EXERCISE REQUIREMENTS
Arrange every line of the records below as a Markdown table with two columns, Row and Text, putting a running row number in Row and the line itself in Text. Leave out blank lines.

ENTRIES SHOWN

^^^^

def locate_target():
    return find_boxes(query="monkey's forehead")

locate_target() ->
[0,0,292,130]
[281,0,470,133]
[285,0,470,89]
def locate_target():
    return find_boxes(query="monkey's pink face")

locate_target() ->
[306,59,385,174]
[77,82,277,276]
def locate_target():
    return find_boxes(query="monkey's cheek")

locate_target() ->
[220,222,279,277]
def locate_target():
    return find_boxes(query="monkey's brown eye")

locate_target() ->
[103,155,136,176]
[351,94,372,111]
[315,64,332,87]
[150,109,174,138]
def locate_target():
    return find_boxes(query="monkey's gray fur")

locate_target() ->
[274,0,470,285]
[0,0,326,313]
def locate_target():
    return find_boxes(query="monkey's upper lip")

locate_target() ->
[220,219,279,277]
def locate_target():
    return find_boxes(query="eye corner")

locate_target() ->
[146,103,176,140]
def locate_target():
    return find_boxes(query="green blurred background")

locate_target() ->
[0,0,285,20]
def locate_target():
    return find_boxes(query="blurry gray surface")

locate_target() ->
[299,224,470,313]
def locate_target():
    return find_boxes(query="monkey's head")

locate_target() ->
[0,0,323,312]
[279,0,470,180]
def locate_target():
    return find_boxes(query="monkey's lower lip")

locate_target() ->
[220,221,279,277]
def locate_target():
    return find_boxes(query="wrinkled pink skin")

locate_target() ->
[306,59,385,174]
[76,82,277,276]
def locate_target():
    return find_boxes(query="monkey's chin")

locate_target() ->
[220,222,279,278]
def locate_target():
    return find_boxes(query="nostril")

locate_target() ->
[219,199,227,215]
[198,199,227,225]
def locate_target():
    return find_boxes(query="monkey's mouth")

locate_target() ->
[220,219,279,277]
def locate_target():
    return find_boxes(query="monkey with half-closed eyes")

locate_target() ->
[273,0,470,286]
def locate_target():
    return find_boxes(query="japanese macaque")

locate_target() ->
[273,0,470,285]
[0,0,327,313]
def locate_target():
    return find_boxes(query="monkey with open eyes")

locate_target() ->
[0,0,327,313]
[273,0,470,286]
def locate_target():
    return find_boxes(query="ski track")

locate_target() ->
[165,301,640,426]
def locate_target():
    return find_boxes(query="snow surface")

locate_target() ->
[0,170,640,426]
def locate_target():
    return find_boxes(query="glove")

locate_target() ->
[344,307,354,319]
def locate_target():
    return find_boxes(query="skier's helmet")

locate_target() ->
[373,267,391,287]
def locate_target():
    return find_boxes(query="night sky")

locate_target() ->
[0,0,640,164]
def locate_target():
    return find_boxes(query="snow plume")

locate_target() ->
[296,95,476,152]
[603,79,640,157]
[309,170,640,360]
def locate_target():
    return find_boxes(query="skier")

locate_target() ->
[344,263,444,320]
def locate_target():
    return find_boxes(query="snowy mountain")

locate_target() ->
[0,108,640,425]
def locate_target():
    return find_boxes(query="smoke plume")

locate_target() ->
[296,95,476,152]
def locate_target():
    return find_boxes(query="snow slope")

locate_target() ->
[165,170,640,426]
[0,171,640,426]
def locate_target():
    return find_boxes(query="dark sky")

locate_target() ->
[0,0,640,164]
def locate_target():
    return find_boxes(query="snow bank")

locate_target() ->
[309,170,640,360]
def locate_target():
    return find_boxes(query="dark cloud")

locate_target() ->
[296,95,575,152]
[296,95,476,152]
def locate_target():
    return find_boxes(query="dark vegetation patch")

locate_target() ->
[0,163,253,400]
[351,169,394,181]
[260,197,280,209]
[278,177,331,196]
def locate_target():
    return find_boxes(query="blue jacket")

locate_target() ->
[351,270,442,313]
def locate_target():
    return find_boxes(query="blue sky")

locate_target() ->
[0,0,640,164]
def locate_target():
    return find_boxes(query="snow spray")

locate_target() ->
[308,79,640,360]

^^^^

COMPLETED EXERCISE
| Row | Text |
|---|---|
| 1 | def locate_target(): |
| 2 |     return find_boxes(query="monkey's forehead") |
| 3 | locate_target() -> |
| 4 | [0,0,292,130] |
| 5 | [281,0,470,133] |
| 6 | [285,0,470,89] |
| 7 | def locate_target(): |
| 8 |     return find_boxes(query="monkey's pink face") |
| 9 | locate_target() -> |
| 10 | [306,59,385,174] |
| 11 | [77,82,277,276] |
| 12 | def locate_target(): |
| 13 |     return find_boxes(query="monkey's cheek") |
| 14 | locate_target() -> |
| 15 | [220,222,279,277] |
| 16 | def locate_target(): |
| 17 |     return find_boxes(query="monkey's brown eye") |
| 18 | locate_target() -> |
| 19 | [103,155,136,176] |
| 20 | [351,94,372,111] |
| 21 | [315,64,332,87] |
| 22 | [150,109,174,138] |
| 23 | def locate_target(): |
| 24 |     return find_boxes(query="monkey's gray fur") |
| 25 | locate_target() -> |
| 26 | [274,0,470,285] |
| 27 | [0,0,326,313] |
| 28 | def locate_target(): |
| 29 |     return find_boxes(query="monkey's upper lip") |
| 30 | locate_target() -> |
| 31 | [220,219,279,277] |
| 32 | def locate_target(): |
| 33 |     return find_boxes(query="eye corner") |
| 34 | locate_target() -> |
| 35 | [146,103,176,140] |
| 36 | def locate_target(): |
| 37 |     return find_boxes(query="green blurred background") |
| 38 | locate_target() -> |
| 39 | [0,0,285,20] |
| 40 | def locate_target(): |
| 41 |     return find_boxes(query="blurry gray surface") |
| 42 | locate_target() -> |
| 43 | [299,224,470,313] |
| 44 | def locate_target(): |
| 45 |     return find_boxes(query="monkey's head") |
| 46 | locate_target() -> |
| 47 | [0,0,323,312] |
| 48 | [279,0,470,180] |
| 49 | def locate_target(): |
| 50 |     return find_boxes(query="monkey's lower lip") |
| 51 | locate_target() -> |
| 52 | [220,221,279,277] |
| 53 | def locate_target(): |
| 54 |     return find_boxes(query="wrinkled pink skin") |
| 55 | locate_target() -> |
| 56 | [306,59,385,174] |
| 57 | [76,82,277,276] |
| 58 | def locate_target(): |
| 59 |     return find_boxes(query="monkey's chin") |
| 60 | locate_target() -> |
| 61 | [220,222,279,278] |
| 62 | def locate_target(): |
| 63 |     return find_boxes(query="nostril") |
| 64 | locate_target() -> |
| 65 | [219,199,227,215] |
| 66 | [198,199,227,225] |
| 67 | def locate_target(): |
| 68 |     return find_boxes(query="monkey's mouth") |
| 69 | locate_target() -> |
| 70 | [220,219,279,277] |
| 71 | def locate_target(): |
| 72 |     return find_boxes(query="monkey with half-closed eyes") |
| 73 | locate_target() -> |
| 74 | [273,0,470,286] |
| 75 | def locate_target(): |
| 76 |     return find_boxes(query="japanese macaque") |
| 77 | locate_target() -> |
| 78 | [273,0,470,285] |
| 79 | [0,0,327,313] |
| 80 | def locate_target(): |
| 81 |     return find_boxes(query="monkey with open eyes") |
| 82 | locate_target() -> |
| 83 | [0,0,327,313] |
| 84 | [273,0,470,286] |
| 85 | def locate_target(): |
| 86 |     return find_boxes(query="ski track") |
| 87 | locate_target() -> |
| 88 | [165,301,640,426] |
| 89 | def locate_target(): |
| 90 |     return find_boxes(query="snow surface") |
| 91 | locate_target() -> |
| 92 | [0,170,640,426] |
| 93 | def locate_target(): |
| 94 |     return find_boxes(query="glove") |
| 95 | locate_target() -> |
| 96 | [344,307,354,319] |
| 97 | def locate_target(): |
| 98 |     return find_boxes(query="skier's helmet") |
| 99 | locate_target() -> |
| 100 | [373,267,391,287] |
| 101 | def locate_target(): |
| 102 |     return find_boxes(query="night sky") |
| 103 | locate_target() -> |
| 104 | [0,0,640,164] |
| 105 | def locate_target(): |
| 106 |     return find_boxes(query="snow plume") |
| 107 | locate_target() -> |
| 108 | [296,95,476,152] |
| 109 | [603,79,640,157] |
| 110 | [309,170,640,360] |
| 111 | def locate_target(): |
| 112 |     return find_boxes(query="skier") |
| 113 | locate_target() -> |
| 114 | [344,263,444,320] |
| 115 | def locate_target(): |
| 116 |     return find_boxes(query="snowy mountain") |
| 117 | locate_target() -> |
| 118 | [0,108,640,425] |
| 119 | def locate_target(): |
| 120 |     return find_boxes(query="smoke plume") |
| 121 | locate_target() -> |
| 122 | [296,95,476,152] |
| 123 | def locate_target(): |
| 124 |     return find_boxes(query="snow slope") |
| 125 | locate_target() -> |
| 126 | [165,170,640,426] |
| 127 | [0,171,640,426] |
| 128 | def locate_target(): |
| 129 |     return find_boxes(query="dark sky") |
| 130 | locate_target() -> |
| 131 | [0,0,640,164] |
| 132 | def locate_target(): |
| 133 |     return find_boxes(query="snow bank") |
| 134 | locate_target() -> |
| 135 | [309,170,640,360] |
| 136 | def locate_target(): |
| 137 |     return find_boxes(query="dark cloud") |
| 138 | locate_target() -> |
| 139 | [296,95,575,152] |
| 140 | [296,95,476,152] |
| 141 | def locate_target(): |
| 142 |     return find_boxes(query="dark vegetation patch") |
| 143 | locate_target() -> |
| 144 | [0,163,253,400] |
| 145 | [351,169,394,181] |
| 146 | [260,197,280,209] |
| 147 | [278,177,331,196] |
| 148 | def locate_target(): |
| 149 |     return find_boxes(query="blue jacket") |
| 150 | locate_target() -> |
| 151 | [351,270,442,313] |
| 152 | def locate_target(): |
| 153 |     return find_boxes(query="blue sky") |
| 154 | locate_target() -> |
| 155 | [0,0,640,164] |
| 156 | def locate_target(): |
| 157 |     return find_boxes(query="snow spray") |
| 158 | locate_target() -> |
| 159 | [308,79,640,360] |